■ TASK DIRECTIONS ■
From the listing below, reproduce verbatim the stretch from the line containing "Box any orange reflective stripe you see." through the line containing "981,672,1024,707", leaving out any pictures.

■ DATA EXTRACT ■
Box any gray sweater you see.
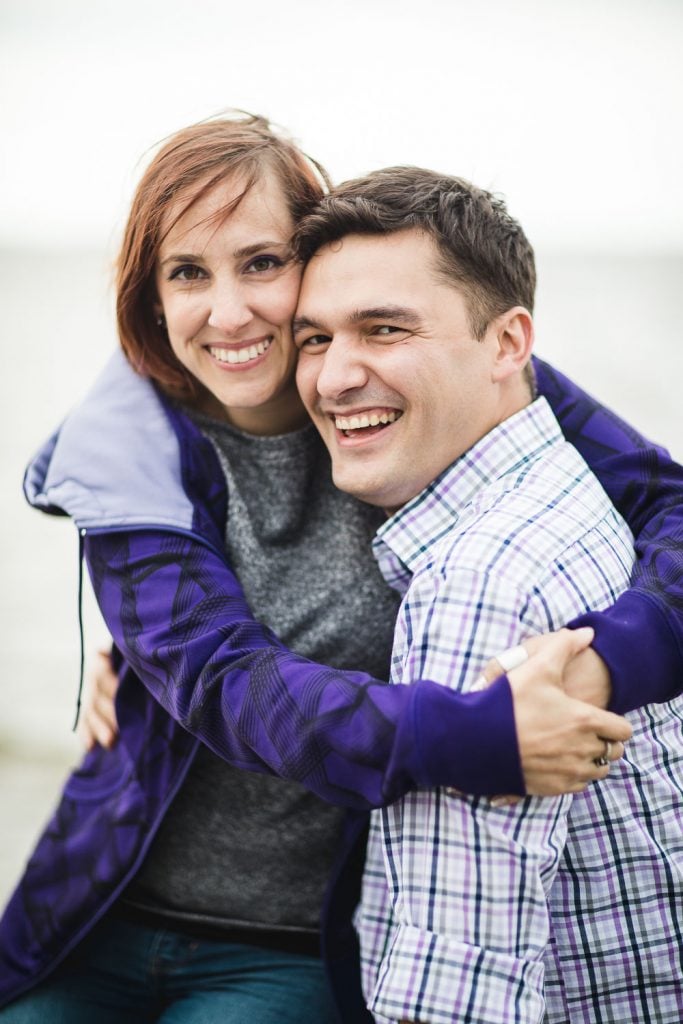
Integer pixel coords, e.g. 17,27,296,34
==
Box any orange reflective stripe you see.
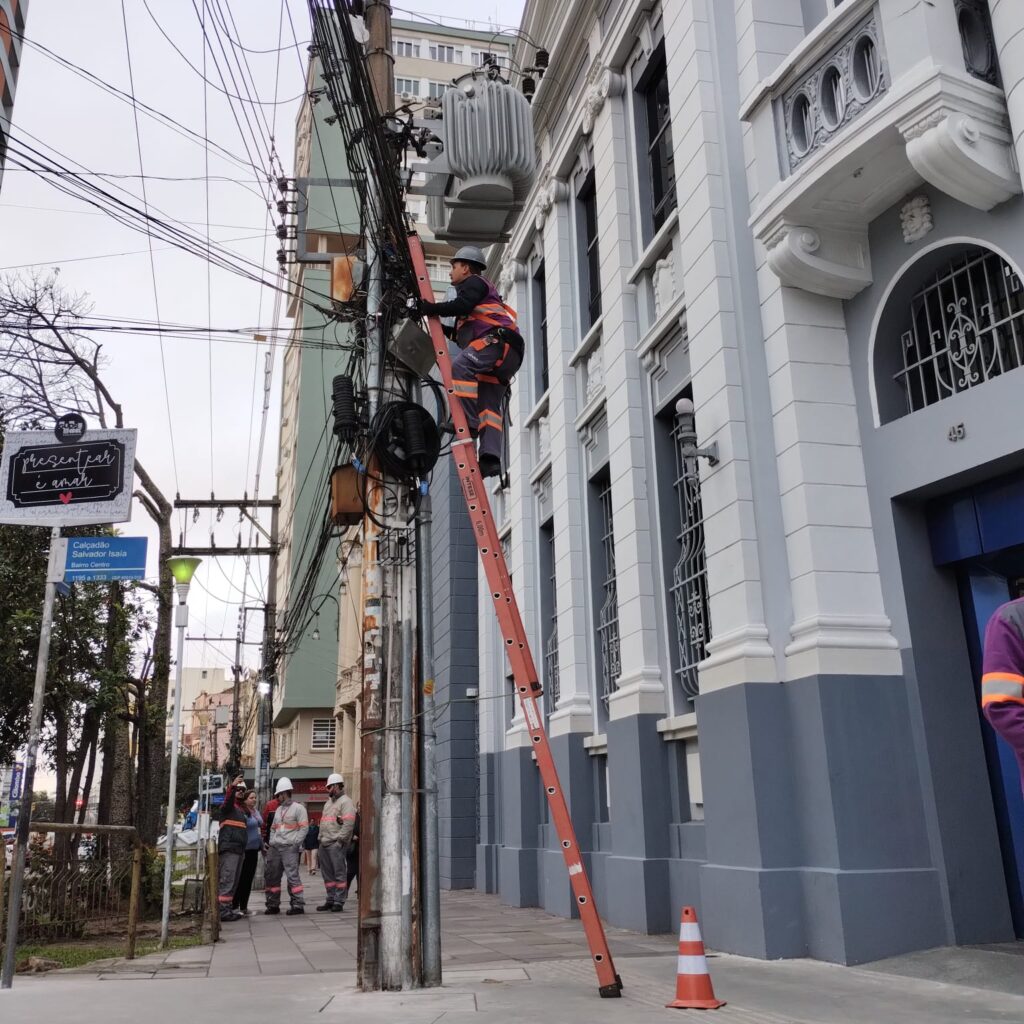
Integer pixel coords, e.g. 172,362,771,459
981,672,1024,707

■ TASK RESPONSE ■
Box any orange reflective stripe you see.
Integer pixel coords, e.g. 172,362,771,459
981,672,1024,707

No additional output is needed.